The problem — Reproduce all of the data exactly, with no line skipped.

Listing —
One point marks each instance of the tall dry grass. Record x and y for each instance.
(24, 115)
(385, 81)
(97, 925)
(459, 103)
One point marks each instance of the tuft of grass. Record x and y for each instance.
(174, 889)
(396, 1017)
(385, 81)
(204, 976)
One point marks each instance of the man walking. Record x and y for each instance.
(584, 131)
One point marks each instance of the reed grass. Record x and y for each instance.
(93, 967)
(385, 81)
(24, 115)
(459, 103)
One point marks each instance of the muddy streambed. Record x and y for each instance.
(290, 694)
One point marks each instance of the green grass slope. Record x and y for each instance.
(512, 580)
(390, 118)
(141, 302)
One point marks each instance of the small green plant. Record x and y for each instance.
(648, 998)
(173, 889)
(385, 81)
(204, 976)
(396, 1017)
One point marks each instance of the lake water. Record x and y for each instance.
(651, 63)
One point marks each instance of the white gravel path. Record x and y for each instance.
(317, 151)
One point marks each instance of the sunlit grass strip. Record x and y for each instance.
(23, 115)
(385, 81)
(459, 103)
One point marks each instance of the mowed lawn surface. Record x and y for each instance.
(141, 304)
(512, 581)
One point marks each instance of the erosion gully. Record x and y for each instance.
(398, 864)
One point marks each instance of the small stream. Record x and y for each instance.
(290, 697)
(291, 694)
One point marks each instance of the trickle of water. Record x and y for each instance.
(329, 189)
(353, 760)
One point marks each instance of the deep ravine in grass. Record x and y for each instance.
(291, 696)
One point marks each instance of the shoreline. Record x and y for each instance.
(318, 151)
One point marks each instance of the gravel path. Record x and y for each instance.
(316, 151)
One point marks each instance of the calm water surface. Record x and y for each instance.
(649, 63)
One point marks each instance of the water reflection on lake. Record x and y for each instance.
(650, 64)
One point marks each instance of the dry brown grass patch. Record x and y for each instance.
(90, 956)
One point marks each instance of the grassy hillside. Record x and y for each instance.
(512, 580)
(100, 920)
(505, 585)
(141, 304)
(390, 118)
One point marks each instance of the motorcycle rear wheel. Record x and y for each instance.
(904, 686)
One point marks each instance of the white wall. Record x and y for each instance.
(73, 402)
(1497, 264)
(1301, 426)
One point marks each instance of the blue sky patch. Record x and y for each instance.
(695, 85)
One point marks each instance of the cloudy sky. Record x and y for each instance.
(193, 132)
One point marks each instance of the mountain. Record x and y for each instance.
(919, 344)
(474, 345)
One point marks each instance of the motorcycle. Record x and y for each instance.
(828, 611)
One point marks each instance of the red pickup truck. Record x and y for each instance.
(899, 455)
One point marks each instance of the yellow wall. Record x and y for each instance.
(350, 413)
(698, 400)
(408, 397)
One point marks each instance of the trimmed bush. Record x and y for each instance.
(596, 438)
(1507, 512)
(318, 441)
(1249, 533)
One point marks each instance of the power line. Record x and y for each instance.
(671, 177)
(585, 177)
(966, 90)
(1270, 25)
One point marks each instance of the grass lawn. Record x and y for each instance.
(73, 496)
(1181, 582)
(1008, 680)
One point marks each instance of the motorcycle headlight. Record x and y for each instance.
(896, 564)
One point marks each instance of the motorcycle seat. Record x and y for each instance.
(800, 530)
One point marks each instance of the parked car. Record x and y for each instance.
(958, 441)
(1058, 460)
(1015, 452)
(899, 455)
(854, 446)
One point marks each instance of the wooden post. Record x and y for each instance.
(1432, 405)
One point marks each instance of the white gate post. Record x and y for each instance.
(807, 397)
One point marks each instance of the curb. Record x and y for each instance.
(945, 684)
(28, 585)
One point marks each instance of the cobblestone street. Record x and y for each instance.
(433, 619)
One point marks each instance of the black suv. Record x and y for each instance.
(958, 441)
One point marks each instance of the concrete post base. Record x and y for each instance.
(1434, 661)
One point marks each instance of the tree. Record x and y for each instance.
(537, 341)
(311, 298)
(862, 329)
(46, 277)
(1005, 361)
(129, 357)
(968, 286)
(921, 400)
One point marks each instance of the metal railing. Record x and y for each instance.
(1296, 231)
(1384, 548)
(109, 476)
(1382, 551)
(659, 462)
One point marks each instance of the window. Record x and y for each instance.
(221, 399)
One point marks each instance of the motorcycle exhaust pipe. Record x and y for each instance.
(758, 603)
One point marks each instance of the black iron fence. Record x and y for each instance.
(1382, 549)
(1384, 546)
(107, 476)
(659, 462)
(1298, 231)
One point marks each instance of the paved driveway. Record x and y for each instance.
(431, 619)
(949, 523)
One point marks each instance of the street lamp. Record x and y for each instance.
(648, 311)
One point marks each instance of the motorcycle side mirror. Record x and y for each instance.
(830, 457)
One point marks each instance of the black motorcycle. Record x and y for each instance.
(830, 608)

Answer below —
One point marks each instance of the tall dry grass. Record x and y for each instance.
(24, 115)
(385, 81)
(97, 925)
(459, 103)
One point marks each instance of the tuft of grass. Record x and y for each instance.
(174, 889)
(396, 1017)
(385, 81)
(204, 976)
One point marks each instance of the man walking. Record x and y for each instance.
(584, 131)
One point marks each instance of the reed grass. Record x and y for each instance.
(93, 967)
(385, 81)
(24, 115)
(459, 103)
One point marks each instance of the muddy streambed. Record x and y for each instance.
(290, 694)
One point marks each instance of the green grass slope. Record x and y for each instance.
(512, 580)
(390, 118)
(141, 302)
One point marks each instance of the small green plant. Record x and y for each instance.
(648, 998)
(173, 889)
(385, 81)
(204, 976)
(396, 1017)
One point marks each instance of the lake water. Record x and y for each instance.
(651, 63)
One point marks each instance of the white gravel path. Record x and y for each instance.
(317, 151)
One point marks each instance of the sunlit grass strip. Record x and y for each instance.
(23, 115)
(385, 81)
(459, 103)
One point marks each instance of the mowed lawn surface. Record x and y for each instance.
(141, 304)
(512, 581)
One point marks each instance of the erosion gully. Record x and y for each instance.
(398, 864)
One point marks each instance of the small stream. Record x and y for each instance.
(290, 697)
(291, 694)
One point marks each instance of the trickle of water. Record x and y for each instance.
(329, 189)
(353, 760)
One point marks each instance of the deep ravine in grass. Record x and y for each instance.
(291, 696)
One point marks each instance of the shoreline. Record x and y for each instance.
(318, 151)
One point marks each instance of the gravel path. Record x and y for each instance.
(316, 151)
One point marks each instance of the calm water surface. Record x and y for each instance.
(649, 63)
One point marks each instance of the water reflection on lake. Record x and y for each instance.
(650, 64)
One point marks each instance of the dry brown grass patch. Record x and y for each instance.
(90, 956)
One point marks each instance of the grassy hillside. Record x and y for each instance.
(512, 580)
(100, 920)
(505, 585)
(141, 304)
(390, 118)
One point marks each instance of the motorcycle rear wheel. Record x and y for each instance.
(904, 686)
One point marks each instance of the white wall. Record x and y for each instance.
(73, 402)
(1497, 264)
(1301, 426)
One point marks each instance of the blue sky patch. Record x and y for each instance.
(695, 85)
One point marks each instance of the cloudy sky. Record x and y for each instance.
(193, 132)
One point marks each instance of the mountain. Record x and y for each instance.
(919, 344)
(474, 345)
One point marks each instance of the motorcycle. Record x and y for each instance.
(828, 611)
One point marks each instance of the red pickup truck. Record x and y for each instance.
(899, 455)
One point marks each instance of the yellow wall. Record x and y for each instance.
(350, 413)
(698, 400)
(408, 397)
One point marks each instance of the trimmed bush. Record x and y for each instance.
(596, 438)
(1507, 512)
(318, 441)
(1249, 533)
One point marks each instance of the power line. Record x and y for each instance.
(671, 177)
(585, 177)
(966, 90)
(1270, 25)
One point marks each instance of the grass lawn. Record x and y for each instance.
(73, 496)
(1181, 582)
(1008, 680)
One point marks each instance of the motorcycle headlight. Record x and y for each instance.
(896, 564)
One point marks each instance of the motorcycle seat. Record x and y for each instance.
(800, 530)
One point marks each instance of the parked car. Record x and y for each instance.
(958, 441)
(1058, 460)
(1015, 452)
(899, 455)
(854, 446)
One point marks each instance of the wooden post. Record x and y for each instance.
(1432, 405)
One point marks each instance of the white gate post. Record x and y for each instance.
(807, 397)
One point marks each instance of the curb. Record x and y for each instance.
(945, 684)
(28, 585)
One point marks each instance of the cobblestone street. Record x and y for each instance.
(433, 619)
One point marks each instance of the black suv. Record x and y for each instance.
(958, 441)
One point marks each instance of the concrete post base. Record x and y for each instance.
(1434, 661)
One point marks each instance of the tree. Record x and y for each instance.
(537, 341)
(311, 298)
(862, 329)
(46, 277)
(1005, 361)
(129, 357)
(968, 286)
(921, 400)
One point marks each instance of the metal railing. Record x and y for each instance.
(1296, 231)
(1384, 548)
(109, 476)
(1382, 551)
(659, 462)
One point marks each instance of the window. Record x and y for each instance.
(221, 399)
One point marks each instance of the motorcycle exhaust pipe. Record x and y for each instance.
(758, 603)
One point marks each instance of the black iron fence. Record x and y for each instance.
(1382, 549)
(1384, 546)
(107, 476)
(659, 462)
(1298, 231)
One point marks each instance of the paved driveway. Record x and y for each instance.
(431, 619)
(949, 523)
One point marks each instance of the street lamp. Record x and y for each instance.
(648, 311)
One point marks each instance of the motorcycle side mirror. Record x and y for each instance.
(830, 457)
One point marks each instance of the black motorcycle. Record x and y for each instance.
(830, 608)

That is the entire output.